>> Start

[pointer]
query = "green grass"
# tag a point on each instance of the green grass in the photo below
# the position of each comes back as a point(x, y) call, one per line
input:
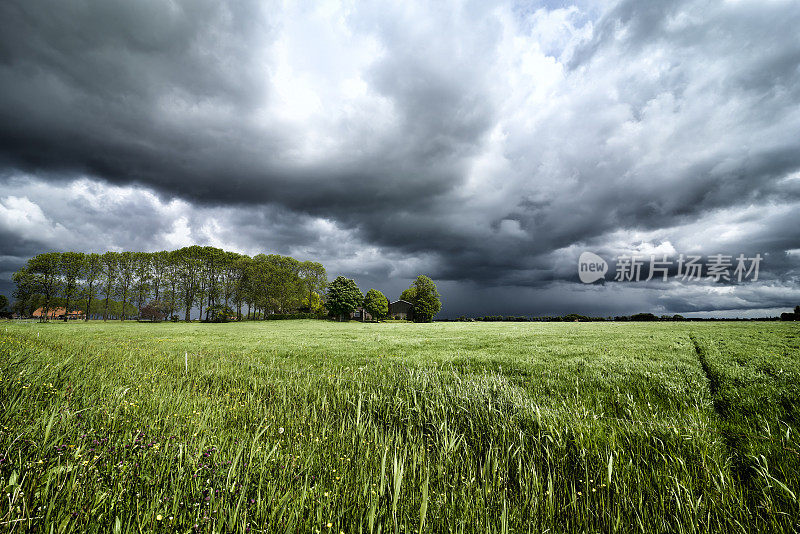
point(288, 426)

>> End
>> Start

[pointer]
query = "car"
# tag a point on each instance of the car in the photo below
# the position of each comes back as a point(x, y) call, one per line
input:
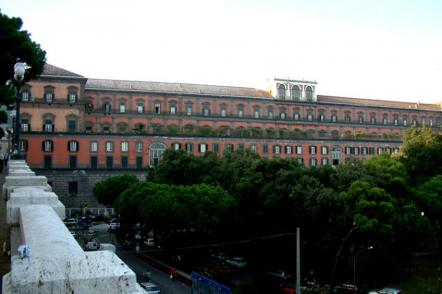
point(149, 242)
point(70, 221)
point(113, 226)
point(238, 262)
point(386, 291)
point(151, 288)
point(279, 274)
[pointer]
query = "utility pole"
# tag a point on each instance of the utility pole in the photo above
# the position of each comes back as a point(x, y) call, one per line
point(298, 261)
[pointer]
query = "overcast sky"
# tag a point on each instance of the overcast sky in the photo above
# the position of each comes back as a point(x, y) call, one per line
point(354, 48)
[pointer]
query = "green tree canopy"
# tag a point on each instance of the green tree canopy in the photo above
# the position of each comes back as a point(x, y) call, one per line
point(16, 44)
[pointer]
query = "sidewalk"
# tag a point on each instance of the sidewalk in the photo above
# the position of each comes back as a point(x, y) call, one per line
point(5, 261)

>> End

• **Given exercise**
Tally the lines of the listing above that contain the string "sidewalk", and give only the resulting number.

• **Answer to the exercise**
2